— Start —

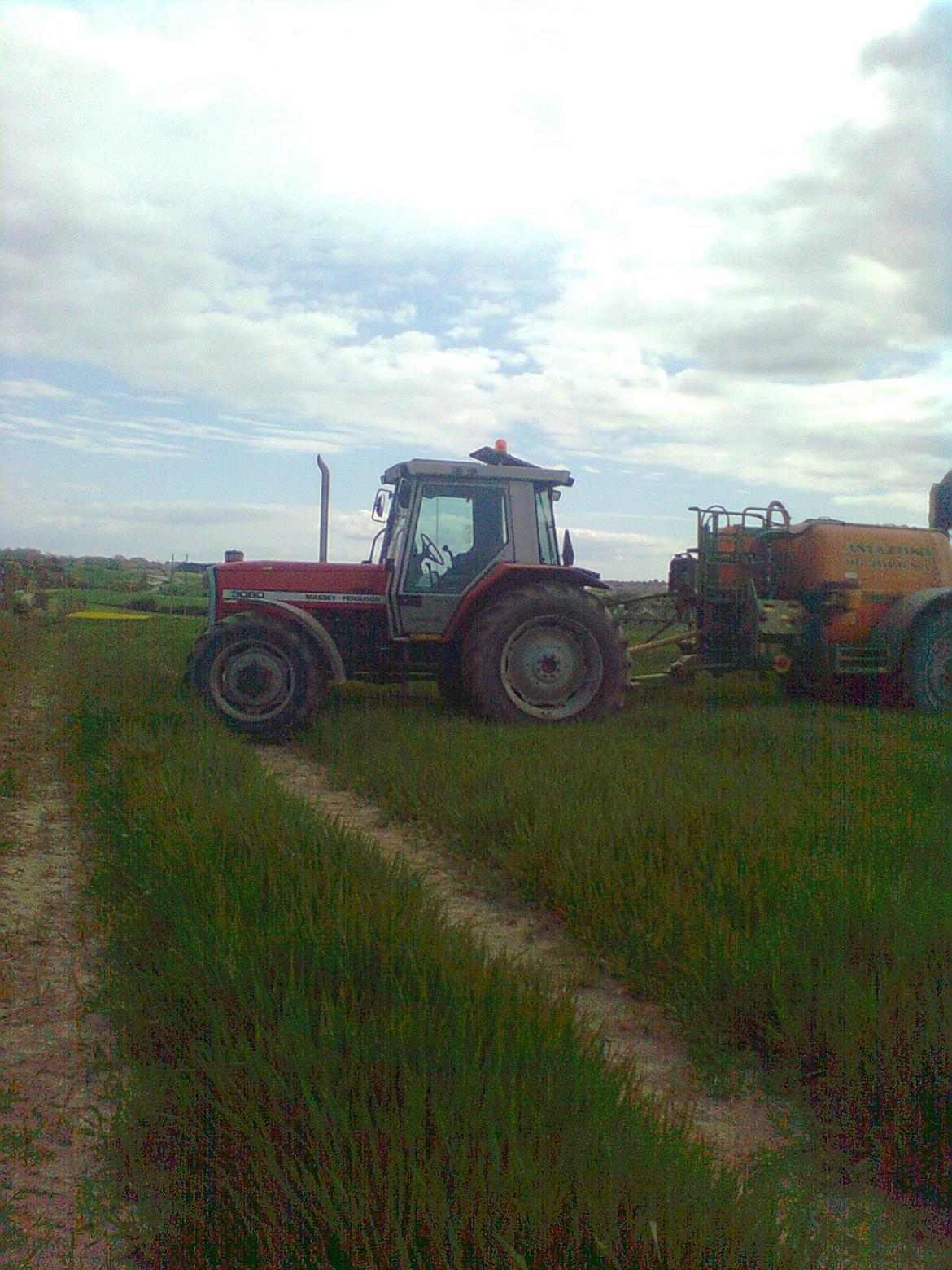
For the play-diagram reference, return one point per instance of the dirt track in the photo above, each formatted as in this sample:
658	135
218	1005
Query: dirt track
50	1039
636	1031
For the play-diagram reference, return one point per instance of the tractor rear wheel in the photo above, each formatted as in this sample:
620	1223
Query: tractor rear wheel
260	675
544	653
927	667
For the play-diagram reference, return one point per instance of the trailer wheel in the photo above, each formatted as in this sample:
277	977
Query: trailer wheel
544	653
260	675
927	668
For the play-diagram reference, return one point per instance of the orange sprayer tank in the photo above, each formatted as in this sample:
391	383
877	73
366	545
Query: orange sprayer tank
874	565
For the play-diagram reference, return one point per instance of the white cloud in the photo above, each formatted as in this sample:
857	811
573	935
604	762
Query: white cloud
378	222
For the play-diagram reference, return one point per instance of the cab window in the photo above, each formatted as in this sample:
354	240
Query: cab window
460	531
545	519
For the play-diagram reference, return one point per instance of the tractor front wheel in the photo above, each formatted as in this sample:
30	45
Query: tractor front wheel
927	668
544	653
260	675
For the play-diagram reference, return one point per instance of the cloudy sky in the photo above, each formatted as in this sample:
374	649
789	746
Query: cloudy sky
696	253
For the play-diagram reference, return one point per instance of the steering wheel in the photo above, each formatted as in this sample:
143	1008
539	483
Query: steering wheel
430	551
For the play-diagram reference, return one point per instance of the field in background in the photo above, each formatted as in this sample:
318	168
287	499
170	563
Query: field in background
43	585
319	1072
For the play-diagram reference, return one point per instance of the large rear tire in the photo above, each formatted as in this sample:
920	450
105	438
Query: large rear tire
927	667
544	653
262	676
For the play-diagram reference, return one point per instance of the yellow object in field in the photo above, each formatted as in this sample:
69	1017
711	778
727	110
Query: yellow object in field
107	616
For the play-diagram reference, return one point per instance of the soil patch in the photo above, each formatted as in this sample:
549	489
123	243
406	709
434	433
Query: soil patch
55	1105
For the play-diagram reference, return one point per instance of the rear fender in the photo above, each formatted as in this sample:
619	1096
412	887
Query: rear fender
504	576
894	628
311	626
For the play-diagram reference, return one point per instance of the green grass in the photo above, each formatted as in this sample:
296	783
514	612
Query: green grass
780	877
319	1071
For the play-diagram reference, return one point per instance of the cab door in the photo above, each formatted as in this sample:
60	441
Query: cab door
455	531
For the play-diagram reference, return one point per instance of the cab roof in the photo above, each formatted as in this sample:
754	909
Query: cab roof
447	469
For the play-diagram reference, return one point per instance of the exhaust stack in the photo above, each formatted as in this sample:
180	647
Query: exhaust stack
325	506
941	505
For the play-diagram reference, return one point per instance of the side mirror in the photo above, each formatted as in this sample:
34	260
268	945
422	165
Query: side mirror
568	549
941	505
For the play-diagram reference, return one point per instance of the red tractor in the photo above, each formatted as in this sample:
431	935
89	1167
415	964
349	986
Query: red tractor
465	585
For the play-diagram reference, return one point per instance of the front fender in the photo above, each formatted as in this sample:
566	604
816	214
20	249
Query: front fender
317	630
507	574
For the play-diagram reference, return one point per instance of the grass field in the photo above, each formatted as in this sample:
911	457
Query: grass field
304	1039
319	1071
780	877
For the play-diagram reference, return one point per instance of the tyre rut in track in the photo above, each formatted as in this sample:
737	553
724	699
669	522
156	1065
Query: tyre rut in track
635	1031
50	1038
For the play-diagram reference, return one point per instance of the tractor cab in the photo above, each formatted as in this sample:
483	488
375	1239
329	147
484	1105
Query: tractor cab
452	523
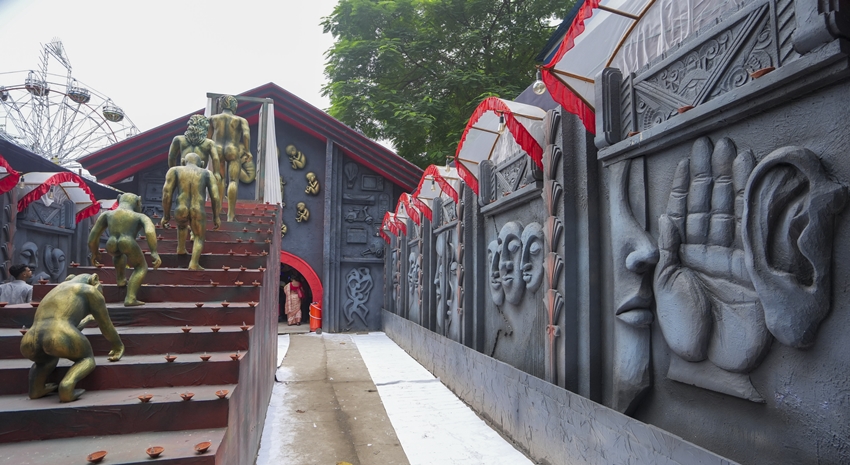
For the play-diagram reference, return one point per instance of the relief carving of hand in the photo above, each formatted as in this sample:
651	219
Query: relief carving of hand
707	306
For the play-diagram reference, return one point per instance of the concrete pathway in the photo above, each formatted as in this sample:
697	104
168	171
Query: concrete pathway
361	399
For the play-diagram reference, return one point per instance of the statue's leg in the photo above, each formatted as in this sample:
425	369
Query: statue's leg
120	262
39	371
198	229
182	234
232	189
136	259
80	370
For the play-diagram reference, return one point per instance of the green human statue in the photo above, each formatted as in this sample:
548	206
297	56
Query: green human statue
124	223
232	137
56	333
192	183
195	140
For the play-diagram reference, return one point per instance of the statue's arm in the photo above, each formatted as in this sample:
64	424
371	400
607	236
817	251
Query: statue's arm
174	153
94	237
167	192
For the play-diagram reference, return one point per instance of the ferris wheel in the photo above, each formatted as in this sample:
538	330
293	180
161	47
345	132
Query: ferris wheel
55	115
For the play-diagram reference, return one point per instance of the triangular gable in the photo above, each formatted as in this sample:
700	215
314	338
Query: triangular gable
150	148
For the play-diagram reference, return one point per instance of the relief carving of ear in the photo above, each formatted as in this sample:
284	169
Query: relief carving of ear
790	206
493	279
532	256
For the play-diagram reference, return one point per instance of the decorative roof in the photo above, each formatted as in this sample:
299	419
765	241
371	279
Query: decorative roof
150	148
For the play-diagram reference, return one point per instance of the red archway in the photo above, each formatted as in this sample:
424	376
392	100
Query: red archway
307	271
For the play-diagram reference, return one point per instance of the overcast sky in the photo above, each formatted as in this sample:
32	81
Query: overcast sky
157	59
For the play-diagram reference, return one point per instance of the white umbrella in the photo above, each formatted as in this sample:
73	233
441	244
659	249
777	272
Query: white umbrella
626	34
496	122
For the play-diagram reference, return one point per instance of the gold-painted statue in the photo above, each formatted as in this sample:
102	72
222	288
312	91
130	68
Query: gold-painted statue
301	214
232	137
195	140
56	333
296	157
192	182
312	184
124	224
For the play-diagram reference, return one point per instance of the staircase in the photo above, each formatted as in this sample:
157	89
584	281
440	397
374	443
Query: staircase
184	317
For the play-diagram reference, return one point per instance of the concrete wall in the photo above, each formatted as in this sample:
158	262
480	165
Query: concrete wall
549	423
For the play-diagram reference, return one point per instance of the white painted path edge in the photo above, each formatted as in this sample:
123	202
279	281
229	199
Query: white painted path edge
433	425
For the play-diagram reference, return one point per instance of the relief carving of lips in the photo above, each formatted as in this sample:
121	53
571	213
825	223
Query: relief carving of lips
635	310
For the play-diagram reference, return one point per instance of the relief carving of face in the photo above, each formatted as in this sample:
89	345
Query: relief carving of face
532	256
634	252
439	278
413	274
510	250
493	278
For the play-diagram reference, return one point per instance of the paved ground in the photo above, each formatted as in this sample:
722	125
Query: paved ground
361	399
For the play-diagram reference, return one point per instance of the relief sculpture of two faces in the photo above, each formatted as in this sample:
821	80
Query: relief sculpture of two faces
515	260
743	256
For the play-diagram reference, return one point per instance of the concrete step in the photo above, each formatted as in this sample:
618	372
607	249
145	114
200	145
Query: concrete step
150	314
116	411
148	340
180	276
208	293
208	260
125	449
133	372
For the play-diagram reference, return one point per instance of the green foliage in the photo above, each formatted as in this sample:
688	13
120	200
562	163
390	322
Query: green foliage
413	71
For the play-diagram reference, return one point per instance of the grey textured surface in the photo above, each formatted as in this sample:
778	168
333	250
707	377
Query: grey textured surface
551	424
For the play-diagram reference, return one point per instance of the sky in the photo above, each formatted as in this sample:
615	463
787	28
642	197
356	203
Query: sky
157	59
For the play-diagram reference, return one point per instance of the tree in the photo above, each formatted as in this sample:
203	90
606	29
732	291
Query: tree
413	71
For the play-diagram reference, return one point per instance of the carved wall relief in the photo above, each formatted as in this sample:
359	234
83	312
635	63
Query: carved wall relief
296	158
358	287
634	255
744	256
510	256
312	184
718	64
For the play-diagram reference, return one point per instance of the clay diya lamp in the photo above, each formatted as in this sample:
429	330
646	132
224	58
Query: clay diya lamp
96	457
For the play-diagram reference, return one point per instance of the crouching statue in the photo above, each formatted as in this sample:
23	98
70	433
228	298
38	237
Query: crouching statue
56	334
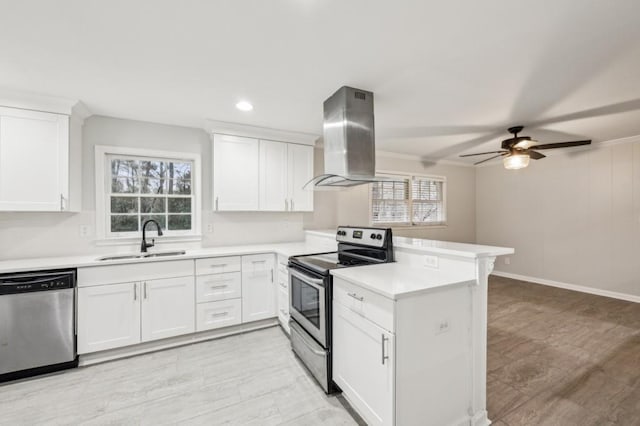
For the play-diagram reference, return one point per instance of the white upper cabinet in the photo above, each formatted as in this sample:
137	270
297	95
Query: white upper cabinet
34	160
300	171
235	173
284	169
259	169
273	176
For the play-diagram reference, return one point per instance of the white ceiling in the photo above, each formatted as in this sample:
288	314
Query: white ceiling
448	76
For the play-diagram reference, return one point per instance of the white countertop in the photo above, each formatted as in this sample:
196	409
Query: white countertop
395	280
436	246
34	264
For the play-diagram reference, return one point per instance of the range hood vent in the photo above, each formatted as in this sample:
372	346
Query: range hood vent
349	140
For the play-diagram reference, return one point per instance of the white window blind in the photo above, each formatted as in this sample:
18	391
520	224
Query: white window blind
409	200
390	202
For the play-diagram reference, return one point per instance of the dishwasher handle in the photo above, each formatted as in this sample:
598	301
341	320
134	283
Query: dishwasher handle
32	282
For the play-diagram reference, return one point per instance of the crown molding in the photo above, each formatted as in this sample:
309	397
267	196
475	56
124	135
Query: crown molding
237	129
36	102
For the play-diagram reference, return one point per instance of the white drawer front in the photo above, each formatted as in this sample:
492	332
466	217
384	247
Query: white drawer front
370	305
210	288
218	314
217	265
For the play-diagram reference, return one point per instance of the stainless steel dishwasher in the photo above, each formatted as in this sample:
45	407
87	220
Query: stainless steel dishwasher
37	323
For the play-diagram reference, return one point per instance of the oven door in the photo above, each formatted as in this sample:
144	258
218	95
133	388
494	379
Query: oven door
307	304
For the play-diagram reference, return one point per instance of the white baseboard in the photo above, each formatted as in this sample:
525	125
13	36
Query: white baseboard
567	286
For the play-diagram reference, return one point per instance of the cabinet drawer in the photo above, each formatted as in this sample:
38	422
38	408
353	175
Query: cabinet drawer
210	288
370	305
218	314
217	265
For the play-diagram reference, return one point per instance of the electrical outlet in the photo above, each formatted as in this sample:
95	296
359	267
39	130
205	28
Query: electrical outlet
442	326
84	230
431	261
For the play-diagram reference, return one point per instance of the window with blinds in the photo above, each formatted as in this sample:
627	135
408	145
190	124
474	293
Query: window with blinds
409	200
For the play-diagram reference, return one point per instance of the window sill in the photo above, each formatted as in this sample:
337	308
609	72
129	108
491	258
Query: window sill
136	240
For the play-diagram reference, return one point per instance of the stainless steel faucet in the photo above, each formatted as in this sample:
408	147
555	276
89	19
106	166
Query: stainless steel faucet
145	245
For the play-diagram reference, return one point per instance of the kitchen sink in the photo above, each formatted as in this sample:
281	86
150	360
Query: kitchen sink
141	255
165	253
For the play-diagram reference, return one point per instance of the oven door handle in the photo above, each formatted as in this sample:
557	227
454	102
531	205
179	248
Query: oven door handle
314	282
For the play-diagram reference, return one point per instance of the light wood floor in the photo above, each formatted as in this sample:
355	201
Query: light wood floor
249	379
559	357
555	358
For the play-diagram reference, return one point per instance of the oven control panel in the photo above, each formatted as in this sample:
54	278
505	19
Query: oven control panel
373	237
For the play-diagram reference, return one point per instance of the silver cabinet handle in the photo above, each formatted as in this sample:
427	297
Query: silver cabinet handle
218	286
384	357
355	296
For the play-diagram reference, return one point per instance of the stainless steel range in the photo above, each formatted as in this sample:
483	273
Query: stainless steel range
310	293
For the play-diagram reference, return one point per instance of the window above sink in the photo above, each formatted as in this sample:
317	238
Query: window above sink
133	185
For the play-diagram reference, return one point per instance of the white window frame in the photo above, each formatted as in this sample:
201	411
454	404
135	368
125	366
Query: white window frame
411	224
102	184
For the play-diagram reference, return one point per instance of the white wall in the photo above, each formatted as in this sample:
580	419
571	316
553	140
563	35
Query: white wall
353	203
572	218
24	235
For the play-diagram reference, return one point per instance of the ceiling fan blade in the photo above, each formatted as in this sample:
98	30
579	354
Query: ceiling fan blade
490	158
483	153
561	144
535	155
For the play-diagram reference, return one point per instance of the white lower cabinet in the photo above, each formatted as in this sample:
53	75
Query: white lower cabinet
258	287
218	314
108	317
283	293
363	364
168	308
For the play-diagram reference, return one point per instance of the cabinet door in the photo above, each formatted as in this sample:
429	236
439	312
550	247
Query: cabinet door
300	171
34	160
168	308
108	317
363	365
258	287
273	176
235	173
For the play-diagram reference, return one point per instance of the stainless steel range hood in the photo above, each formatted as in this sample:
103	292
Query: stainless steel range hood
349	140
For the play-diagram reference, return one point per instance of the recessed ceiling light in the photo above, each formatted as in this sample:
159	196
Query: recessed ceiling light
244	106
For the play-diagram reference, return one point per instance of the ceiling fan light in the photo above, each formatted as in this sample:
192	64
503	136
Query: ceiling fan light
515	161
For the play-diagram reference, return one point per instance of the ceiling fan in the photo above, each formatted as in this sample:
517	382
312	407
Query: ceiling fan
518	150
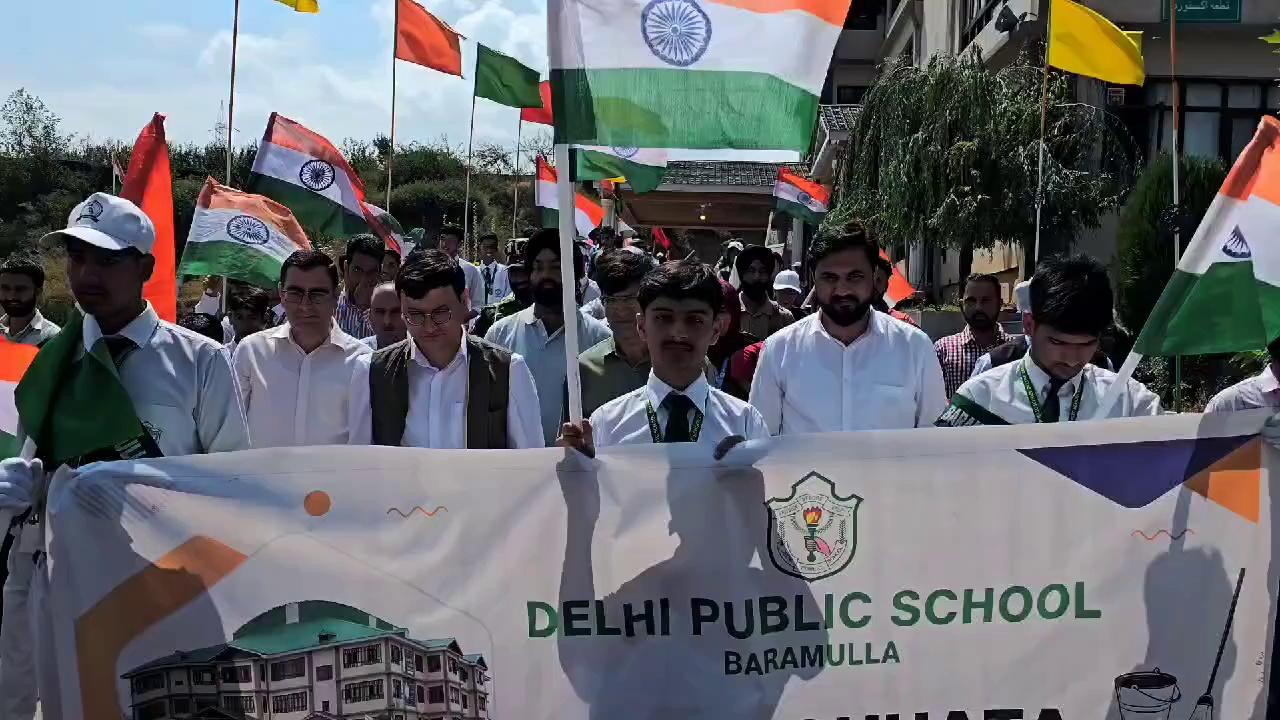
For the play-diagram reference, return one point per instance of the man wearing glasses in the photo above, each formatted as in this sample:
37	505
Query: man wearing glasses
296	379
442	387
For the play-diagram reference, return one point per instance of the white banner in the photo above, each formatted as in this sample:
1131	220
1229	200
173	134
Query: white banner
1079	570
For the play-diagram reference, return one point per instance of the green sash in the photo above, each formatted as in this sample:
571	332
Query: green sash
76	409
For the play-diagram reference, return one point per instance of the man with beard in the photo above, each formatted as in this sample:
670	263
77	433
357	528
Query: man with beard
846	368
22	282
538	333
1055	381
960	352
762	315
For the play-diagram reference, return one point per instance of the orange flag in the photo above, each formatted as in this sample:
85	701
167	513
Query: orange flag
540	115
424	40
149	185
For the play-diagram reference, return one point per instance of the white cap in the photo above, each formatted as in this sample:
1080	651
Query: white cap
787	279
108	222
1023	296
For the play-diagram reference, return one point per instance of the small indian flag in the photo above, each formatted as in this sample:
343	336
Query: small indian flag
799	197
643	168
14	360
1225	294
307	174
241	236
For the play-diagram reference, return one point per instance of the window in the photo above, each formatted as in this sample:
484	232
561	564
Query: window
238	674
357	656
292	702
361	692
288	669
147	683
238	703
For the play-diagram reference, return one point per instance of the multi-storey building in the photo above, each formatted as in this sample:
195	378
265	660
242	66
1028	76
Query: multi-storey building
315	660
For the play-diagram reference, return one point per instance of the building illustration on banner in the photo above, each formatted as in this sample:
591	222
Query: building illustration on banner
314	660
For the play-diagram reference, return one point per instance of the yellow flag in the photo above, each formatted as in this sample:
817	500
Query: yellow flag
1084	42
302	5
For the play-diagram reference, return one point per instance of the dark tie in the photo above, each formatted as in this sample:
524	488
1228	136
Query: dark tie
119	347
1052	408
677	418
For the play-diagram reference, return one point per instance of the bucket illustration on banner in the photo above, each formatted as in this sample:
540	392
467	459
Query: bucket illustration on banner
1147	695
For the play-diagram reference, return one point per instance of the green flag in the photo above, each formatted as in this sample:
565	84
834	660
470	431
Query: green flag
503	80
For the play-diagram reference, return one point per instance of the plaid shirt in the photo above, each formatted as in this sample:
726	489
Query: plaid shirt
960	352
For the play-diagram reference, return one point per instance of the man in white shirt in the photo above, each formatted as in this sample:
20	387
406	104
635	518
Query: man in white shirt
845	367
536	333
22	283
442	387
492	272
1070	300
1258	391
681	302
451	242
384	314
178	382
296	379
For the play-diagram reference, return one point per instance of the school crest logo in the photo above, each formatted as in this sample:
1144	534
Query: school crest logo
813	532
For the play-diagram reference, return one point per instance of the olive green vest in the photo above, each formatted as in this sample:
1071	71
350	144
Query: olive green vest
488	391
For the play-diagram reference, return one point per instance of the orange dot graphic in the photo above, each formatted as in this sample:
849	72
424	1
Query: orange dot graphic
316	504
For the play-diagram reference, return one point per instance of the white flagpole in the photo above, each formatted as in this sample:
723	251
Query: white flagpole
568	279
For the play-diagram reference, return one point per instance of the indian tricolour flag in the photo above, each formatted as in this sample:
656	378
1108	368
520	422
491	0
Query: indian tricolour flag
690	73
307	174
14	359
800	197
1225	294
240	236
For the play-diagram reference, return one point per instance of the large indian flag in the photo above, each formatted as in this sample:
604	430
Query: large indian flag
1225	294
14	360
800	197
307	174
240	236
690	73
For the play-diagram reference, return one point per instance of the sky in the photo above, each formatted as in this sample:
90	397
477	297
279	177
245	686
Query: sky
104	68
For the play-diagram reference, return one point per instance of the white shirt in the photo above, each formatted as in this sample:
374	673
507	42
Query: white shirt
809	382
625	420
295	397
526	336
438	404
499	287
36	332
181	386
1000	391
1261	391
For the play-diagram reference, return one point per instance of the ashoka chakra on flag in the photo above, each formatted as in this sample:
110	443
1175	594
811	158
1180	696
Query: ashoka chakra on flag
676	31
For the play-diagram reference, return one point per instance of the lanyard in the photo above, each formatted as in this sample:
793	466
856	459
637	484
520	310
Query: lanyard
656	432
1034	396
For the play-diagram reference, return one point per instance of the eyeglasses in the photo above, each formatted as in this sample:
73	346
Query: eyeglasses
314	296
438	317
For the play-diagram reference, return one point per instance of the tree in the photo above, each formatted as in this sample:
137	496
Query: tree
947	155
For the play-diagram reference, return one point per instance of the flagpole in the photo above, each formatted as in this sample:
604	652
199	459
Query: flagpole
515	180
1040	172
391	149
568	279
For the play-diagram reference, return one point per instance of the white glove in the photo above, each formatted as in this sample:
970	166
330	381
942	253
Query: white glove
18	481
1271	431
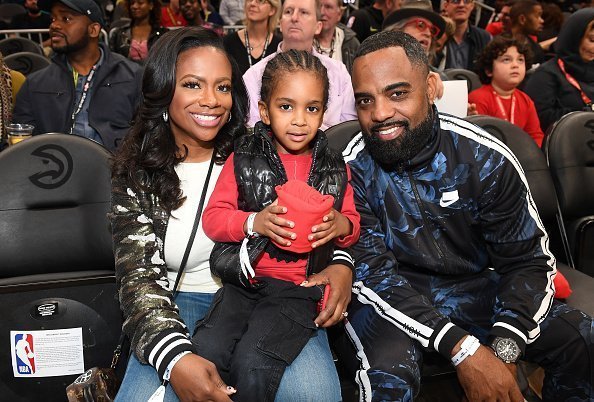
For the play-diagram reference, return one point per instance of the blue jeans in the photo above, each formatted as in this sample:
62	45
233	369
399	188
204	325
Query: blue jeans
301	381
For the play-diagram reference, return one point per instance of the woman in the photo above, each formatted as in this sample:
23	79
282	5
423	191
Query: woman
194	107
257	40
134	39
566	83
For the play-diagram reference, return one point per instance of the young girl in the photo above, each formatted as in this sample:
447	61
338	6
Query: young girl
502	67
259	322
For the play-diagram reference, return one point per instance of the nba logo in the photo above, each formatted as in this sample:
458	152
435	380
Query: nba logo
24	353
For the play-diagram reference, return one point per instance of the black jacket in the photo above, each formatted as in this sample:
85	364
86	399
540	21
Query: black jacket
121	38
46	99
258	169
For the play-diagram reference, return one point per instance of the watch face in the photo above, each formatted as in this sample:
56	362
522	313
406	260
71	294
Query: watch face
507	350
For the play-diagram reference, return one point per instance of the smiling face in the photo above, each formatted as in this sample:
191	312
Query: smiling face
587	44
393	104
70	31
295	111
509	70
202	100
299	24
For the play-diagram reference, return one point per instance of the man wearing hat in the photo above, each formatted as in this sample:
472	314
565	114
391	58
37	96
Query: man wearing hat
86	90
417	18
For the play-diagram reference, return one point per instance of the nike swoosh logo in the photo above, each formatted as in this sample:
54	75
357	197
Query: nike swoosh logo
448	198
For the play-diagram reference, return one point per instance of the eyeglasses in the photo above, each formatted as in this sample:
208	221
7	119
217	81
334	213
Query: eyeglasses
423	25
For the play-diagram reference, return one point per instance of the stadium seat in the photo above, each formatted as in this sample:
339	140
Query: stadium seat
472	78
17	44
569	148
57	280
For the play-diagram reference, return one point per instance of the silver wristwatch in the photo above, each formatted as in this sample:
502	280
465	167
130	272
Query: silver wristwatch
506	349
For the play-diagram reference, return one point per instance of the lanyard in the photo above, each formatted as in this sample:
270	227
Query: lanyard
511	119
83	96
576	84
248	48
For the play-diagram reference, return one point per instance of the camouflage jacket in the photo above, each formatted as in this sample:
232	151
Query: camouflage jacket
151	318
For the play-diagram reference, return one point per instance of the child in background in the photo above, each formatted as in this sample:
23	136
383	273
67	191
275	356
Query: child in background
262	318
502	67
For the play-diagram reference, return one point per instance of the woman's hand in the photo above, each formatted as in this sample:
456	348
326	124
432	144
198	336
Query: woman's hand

— End —

## [Set task]
Give back exactly the lines from the line containing "of the stadium" to the end of the entries, and no other lines.

## [Correct answer]
For the play-diagram reference, return one point per instance of the stadium seat in the photo above, each formatted as in this sample:
339	140
Query: stadium seat
472	78
17	44
569	148
57	280
For the play-diagram reference, return one point per instance of the silver wristwatch in the photo above, each formatted as in this sample:
502	280
465	167
130	272
Query: silver wristwatch
506	349
For the play-diagram reference, return one point per instance of the lanyard in the photo above, each formatted as in this sample:
270	227
Query: lanyard
511	119
83	96
576	84
248	48
For the play-diagram reference, return one point per instance of the camouflage jacket in the photo above, each formatted as in this sample:
232	151
Query: camouflage jacket
151	318
For the play-diagram reference, return one point per instance of the child in background in the photo above, each formatted as in this sample:
23	136
383	273
67	191
275	356
Query: child in background
262	318
502	67
For the play-diagram reference, return one point per instance of the woman's hand in the photo above, each formatted as in this sample:
456	348
326	124
432	144
198	336
Query: woman's hand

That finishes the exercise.